(Point localization data)
=== Section Start ===

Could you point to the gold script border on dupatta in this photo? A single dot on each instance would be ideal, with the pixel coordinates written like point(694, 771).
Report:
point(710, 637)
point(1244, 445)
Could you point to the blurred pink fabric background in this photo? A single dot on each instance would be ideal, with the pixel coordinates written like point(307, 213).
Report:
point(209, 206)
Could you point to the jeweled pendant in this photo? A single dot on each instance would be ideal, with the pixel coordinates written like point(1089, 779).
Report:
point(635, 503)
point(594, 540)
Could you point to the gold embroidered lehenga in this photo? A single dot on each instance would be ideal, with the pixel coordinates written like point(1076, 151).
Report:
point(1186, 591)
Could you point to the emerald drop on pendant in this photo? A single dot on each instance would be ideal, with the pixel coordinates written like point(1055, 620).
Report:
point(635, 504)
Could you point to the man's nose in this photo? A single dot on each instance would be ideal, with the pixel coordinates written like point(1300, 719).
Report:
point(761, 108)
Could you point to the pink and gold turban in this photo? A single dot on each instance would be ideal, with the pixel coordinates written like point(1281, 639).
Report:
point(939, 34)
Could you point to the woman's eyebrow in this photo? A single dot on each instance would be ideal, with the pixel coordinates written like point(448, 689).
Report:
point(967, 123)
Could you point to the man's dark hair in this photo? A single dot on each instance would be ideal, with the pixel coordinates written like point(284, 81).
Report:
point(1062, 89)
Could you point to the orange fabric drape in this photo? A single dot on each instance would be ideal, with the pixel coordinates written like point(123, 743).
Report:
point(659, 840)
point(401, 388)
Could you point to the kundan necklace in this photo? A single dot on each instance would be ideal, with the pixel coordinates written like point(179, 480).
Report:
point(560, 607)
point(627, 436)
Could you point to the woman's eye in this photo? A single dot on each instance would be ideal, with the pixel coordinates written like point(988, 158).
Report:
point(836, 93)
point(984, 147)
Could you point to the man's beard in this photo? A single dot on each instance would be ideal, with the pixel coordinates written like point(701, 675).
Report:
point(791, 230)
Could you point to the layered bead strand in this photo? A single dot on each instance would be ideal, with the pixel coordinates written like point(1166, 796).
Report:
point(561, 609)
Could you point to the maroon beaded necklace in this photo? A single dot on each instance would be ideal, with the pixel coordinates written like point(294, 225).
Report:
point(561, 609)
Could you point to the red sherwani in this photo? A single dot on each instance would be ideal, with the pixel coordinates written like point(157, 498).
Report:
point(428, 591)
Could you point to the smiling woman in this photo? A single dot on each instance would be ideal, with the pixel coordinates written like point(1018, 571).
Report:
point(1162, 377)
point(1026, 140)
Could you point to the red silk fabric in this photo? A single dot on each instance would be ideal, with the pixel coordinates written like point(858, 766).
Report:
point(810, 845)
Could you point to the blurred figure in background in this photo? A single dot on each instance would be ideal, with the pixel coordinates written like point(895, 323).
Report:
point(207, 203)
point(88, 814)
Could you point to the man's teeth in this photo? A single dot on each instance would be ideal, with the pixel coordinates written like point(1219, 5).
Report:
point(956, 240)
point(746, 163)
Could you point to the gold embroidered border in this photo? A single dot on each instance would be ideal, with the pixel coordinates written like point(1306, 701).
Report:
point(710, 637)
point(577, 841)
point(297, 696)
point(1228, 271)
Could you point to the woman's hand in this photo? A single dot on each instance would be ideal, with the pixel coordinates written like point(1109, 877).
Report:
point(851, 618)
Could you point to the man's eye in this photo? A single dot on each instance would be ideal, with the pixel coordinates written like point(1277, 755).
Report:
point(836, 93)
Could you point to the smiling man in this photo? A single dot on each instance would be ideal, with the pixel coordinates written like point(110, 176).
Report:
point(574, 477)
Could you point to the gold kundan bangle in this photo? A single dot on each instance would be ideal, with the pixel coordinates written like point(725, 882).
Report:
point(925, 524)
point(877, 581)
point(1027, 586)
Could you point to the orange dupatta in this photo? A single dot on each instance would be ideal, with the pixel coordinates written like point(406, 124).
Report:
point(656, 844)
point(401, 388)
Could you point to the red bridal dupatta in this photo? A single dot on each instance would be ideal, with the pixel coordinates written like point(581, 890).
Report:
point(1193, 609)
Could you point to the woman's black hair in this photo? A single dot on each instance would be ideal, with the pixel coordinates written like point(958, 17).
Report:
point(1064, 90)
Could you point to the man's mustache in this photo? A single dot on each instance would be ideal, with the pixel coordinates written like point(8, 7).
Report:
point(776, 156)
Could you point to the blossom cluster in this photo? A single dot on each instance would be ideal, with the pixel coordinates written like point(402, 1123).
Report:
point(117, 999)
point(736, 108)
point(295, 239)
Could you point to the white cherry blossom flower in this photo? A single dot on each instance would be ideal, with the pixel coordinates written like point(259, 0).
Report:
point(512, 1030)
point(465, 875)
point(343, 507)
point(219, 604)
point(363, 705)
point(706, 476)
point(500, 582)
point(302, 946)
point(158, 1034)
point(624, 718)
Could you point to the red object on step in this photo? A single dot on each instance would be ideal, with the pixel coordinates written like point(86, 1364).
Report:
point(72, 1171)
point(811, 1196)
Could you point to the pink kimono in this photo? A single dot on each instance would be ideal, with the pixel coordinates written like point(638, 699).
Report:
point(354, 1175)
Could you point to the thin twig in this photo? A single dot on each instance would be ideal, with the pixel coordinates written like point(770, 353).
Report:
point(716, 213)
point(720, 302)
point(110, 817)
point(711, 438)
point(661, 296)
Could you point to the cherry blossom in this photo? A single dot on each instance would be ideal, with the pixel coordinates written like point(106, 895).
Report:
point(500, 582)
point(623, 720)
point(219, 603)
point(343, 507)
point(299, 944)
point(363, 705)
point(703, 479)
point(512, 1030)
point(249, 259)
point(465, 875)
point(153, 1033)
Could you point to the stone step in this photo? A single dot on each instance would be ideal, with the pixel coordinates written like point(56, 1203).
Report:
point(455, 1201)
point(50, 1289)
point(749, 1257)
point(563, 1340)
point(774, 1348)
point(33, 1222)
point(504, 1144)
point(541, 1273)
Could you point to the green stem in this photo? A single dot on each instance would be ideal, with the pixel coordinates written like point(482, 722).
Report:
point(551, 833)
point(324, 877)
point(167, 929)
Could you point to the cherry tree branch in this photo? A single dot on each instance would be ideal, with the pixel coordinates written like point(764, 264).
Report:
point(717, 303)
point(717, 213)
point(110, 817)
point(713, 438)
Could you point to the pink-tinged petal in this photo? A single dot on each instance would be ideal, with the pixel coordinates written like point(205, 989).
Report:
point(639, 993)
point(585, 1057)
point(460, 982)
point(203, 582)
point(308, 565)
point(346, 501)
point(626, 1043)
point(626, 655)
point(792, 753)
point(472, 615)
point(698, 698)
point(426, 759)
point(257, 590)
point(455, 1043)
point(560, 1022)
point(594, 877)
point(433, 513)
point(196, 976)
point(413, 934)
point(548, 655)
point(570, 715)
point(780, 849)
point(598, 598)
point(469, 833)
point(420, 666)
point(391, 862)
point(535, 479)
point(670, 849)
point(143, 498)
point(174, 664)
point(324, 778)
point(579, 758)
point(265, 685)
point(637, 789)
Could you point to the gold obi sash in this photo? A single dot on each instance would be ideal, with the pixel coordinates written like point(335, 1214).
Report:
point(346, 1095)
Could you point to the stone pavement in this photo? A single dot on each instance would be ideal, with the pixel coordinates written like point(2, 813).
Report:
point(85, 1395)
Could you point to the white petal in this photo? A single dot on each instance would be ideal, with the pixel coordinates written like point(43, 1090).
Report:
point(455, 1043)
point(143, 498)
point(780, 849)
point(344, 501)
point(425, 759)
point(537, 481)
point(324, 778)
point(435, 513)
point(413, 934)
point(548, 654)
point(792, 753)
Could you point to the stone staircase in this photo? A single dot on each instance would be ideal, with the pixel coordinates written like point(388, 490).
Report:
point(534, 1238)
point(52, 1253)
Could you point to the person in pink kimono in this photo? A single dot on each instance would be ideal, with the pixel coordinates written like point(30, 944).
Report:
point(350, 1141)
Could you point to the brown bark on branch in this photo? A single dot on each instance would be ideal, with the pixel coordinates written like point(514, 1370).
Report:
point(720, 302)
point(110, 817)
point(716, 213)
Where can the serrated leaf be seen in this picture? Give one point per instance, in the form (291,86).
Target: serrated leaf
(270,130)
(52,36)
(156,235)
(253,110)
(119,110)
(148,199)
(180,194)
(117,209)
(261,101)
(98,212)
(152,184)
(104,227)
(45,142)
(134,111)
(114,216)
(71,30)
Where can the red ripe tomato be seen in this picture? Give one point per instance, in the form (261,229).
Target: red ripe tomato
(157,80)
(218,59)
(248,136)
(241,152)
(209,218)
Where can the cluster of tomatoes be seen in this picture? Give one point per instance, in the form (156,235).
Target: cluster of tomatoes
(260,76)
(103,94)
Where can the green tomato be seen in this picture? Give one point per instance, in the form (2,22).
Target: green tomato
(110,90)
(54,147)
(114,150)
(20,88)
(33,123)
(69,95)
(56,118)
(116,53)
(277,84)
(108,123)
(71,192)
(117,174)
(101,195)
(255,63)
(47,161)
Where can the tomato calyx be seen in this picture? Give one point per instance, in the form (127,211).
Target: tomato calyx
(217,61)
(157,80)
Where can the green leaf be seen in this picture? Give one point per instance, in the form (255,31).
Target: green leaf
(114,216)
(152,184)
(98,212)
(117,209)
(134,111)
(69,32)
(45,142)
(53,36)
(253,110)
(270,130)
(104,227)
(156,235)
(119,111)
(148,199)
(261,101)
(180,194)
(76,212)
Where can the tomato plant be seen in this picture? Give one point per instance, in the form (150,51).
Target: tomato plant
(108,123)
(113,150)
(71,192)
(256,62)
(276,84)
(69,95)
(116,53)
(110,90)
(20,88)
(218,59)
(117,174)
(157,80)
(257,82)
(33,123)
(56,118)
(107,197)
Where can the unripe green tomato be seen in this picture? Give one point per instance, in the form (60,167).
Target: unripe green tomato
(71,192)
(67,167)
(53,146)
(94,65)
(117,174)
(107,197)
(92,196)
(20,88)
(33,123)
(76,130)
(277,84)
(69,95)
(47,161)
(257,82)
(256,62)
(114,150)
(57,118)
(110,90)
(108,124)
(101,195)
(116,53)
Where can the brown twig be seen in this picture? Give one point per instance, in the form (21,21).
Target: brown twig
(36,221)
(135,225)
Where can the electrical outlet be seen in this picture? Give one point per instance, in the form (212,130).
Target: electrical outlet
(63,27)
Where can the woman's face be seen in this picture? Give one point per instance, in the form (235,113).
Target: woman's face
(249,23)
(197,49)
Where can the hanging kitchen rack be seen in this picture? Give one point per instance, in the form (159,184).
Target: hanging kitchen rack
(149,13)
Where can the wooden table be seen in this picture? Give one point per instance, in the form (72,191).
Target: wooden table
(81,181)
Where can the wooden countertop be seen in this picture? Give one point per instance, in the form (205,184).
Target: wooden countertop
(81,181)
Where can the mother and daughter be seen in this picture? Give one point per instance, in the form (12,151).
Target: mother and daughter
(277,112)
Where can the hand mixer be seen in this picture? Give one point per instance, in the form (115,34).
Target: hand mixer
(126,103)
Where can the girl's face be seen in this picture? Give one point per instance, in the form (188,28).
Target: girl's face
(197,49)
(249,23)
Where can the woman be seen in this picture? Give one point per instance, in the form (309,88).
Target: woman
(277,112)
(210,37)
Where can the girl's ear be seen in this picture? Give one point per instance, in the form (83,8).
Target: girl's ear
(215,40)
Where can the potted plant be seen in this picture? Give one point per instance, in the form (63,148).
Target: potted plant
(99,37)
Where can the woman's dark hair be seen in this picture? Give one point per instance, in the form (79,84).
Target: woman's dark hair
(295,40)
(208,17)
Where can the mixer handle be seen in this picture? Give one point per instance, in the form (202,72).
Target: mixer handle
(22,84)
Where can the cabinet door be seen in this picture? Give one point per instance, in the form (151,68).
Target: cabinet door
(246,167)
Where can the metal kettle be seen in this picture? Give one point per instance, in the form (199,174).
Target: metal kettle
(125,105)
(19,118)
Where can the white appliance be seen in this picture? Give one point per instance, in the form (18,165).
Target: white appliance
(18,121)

=== Section End ===

Work instructions:
Repeat exactly the lines above from the one with "Could you point to the person" up to and including the one with "Where can the serrated". No other line belongs in the reply.

Solution to this task:
Could you point to the person in pink kimono in this photo? A single dot on each instance would be ideal, with the pixel coordinates written like point(30, 944).
Report:
point(350, 1141)
Could you point to the brown bark on branch in this photo? A single dot on each instance would be ideal, with the pixel coordinates written like point(514, 1370).
Report:
point(720, 302)
point(110, 817)
point(716, 213)
Where can the serrated leaf be seen in this picture? Give one point per instance, in the form (291,86).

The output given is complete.